## To do
Exact reproduction required: the lines below from the line with "Annotation task —" to the line with "Query: white sandbag", both ends included, and no others.

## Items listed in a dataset

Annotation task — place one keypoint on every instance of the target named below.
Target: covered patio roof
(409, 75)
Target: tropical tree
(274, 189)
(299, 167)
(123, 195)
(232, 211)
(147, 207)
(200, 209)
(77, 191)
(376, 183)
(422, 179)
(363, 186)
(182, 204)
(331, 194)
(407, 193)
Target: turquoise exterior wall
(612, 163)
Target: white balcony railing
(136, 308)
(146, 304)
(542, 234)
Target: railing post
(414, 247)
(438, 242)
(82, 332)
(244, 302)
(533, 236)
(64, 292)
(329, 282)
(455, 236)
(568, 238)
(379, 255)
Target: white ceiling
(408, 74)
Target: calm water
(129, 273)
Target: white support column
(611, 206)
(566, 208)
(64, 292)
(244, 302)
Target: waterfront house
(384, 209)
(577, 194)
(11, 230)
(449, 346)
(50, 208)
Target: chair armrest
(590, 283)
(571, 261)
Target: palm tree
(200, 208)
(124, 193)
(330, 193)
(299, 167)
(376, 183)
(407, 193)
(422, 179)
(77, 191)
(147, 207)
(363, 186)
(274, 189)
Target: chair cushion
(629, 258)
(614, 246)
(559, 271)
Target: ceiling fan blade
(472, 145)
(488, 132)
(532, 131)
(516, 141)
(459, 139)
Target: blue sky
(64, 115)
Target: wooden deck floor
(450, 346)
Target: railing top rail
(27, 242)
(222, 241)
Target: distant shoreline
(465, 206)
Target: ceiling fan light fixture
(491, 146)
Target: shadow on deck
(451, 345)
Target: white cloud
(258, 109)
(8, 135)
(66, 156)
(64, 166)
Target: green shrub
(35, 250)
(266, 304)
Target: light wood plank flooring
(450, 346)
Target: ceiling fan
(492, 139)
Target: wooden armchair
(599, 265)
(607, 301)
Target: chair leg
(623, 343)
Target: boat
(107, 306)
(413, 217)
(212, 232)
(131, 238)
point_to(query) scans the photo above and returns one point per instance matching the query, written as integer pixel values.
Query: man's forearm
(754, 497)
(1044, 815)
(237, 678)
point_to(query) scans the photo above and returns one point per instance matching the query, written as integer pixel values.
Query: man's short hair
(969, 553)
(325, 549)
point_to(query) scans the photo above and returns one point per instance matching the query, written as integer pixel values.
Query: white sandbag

...

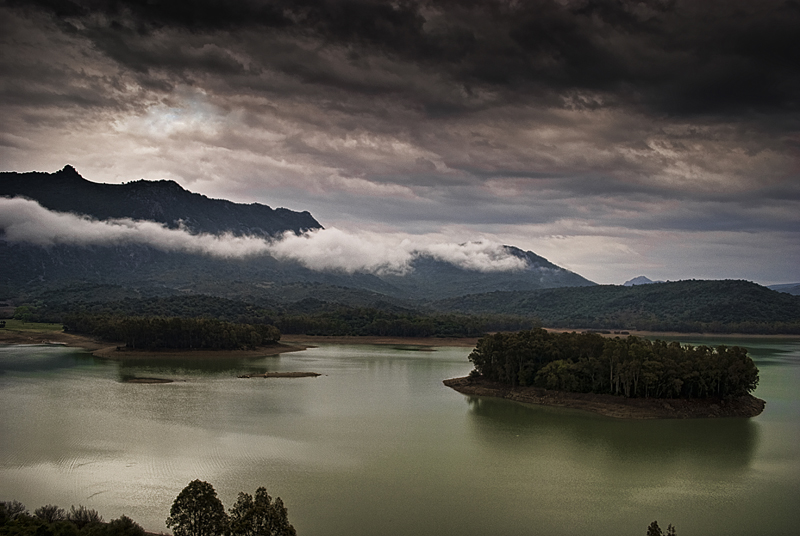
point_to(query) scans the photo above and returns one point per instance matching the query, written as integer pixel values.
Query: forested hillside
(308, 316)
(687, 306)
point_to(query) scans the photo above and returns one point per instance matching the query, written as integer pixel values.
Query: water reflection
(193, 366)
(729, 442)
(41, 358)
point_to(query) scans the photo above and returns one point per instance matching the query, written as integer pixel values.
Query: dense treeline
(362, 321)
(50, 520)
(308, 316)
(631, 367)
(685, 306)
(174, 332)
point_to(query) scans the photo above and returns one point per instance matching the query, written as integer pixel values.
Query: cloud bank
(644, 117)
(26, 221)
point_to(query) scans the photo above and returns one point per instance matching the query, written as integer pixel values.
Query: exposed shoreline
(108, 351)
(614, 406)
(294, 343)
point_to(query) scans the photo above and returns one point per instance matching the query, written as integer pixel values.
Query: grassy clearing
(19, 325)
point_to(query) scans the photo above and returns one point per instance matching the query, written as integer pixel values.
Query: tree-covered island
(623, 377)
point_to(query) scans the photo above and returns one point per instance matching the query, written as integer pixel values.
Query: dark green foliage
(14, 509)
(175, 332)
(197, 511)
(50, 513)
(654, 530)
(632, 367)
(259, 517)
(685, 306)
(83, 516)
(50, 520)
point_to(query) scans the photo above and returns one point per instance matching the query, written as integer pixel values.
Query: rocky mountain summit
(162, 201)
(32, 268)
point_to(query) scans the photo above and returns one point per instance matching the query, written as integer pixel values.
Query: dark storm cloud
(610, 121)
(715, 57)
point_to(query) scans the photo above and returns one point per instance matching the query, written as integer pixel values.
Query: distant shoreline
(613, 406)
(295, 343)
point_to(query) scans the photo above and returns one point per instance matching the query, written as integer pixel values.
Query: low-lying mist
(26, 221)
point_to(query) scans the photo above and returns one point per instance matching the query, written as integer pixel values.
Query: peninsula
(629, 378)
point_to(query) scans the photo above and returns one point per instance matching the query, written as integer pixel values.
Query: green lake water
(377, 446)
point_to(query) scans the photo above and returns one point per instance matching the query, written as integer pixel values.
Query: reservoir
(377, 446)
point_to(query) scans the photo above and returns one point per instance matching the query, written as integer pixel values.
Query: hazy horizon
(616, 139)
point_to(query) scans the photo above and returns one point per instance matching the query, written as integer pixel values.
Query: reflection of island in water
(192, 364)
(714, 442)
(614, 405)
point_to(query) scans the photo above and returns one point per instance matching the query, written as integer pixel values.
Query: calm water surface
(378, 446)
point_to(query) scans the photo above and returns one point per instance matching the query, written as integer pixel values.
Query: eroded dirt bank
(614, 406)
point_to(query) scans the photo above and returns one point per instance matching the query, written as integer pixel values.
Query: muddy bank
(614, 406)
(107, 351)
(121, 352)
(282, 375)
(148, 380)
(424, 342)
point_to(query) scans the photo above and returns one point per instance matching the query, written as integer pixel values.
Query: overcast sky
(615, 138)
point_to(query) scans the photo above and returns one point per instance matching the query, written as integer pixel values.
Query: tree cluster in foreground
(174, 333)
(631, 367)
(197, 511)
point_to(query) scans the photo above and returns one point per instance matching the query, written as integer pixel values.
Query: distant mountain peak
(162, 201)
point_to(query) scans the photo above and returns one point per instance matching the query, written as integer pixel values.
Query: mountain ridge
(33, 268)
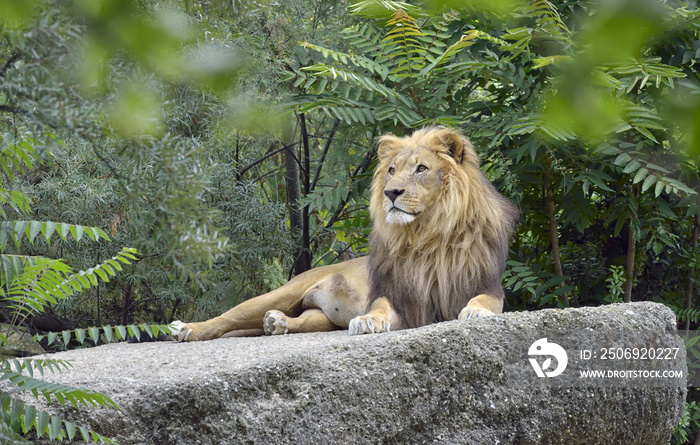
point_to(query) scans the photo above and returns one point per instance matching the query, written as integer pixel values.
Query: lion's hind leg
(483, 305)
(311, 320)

## Problem solution
Annotation task — place one keypoint on every instance of the target named below.
Target: covered patio roof
(409, 75)
Target: tropical tree
(274, 189)
(299, 167)
(123, 195)
(232, 211)
(147, 207)
(200, 209)
(77, 191)
(376, 183)
(422, 179)
(363, 186)
(182, 204)
(331, 194)
(407, 193)
Target: turquoise exterior wall
(612, 163)
Target: white balcony railing
(136, 308)
(146, 304)
(542, 234)
Target: railing post
(414, 247)
(438, 242)
(82, 332)
(244, 302)
(533, 236)
(64, 292)
(329, 282)
(455, 236)
(568, 238)
(379, 255)
Target: white ceiling
(408, 74)
Target: calm water
(129, 273)
Target: white support column
(611, 206)
(566, 208)
(64, 292)
(244, 302)
Target: waterfront house
(384, 209)
(577, 194)
(11, 230)
(449, 346)
(50, 208)
Target: chair armrest
(590, 283)
(571, 261)
Target: palm tree
(200, 208)
(124, 193)
(330, 193)
(299, 167)
(376, 183)
(407, 193)
(422, 179)
(77, 191)
(147, 207)
(363, 186)
(274, 189)
Target: chair cushion
(629, 258)
(614, 246)
(559, 271)
Target: ceiling fan blade
(472, 145)
(488, 132)
(532, 131)
(516, 141)
(459, 139)
Target: blue sky
(64, 115)
Target: wooden deck floor
(450, 346)
Target: railing top rail
(27, 242)
(222, 241)
Target: distant shoreline
(465, 206)
Target: ceiling fan light fixture
(491, 146)
Target: shadow on deck
(451, 345)
Target: white cloud
(258, 109)
(8, 135)
(66, 156)
(64, 166)
Target: green shrub
(35, 250)
(266, 304)
Target: light wood plank flooring
(450, 346)
Target: ceiling fan
(492, 139)
Target: wooden armchair
(599, 265)
(607, 301)
Target: chair leg
(623, 343)
Target: boat
(107, 306)
(413, 217)
(212, 232)
(131, 238)
point_to(query) scans the photo above and returns one point per instance matching the query, written as integer pixel values.
Query: man's forearm
(754, 497)
(1044, 815)
(237, 678)
point_to(query) scans the photo above and returns one point per instance matching the query, written as integer pixel values.
Query: man's short hair
(969, 553)
(325, 549)
point_to(query) scans the photo above and returns one point per instance matching the query, written as integer pixel values.
Query: white sandbag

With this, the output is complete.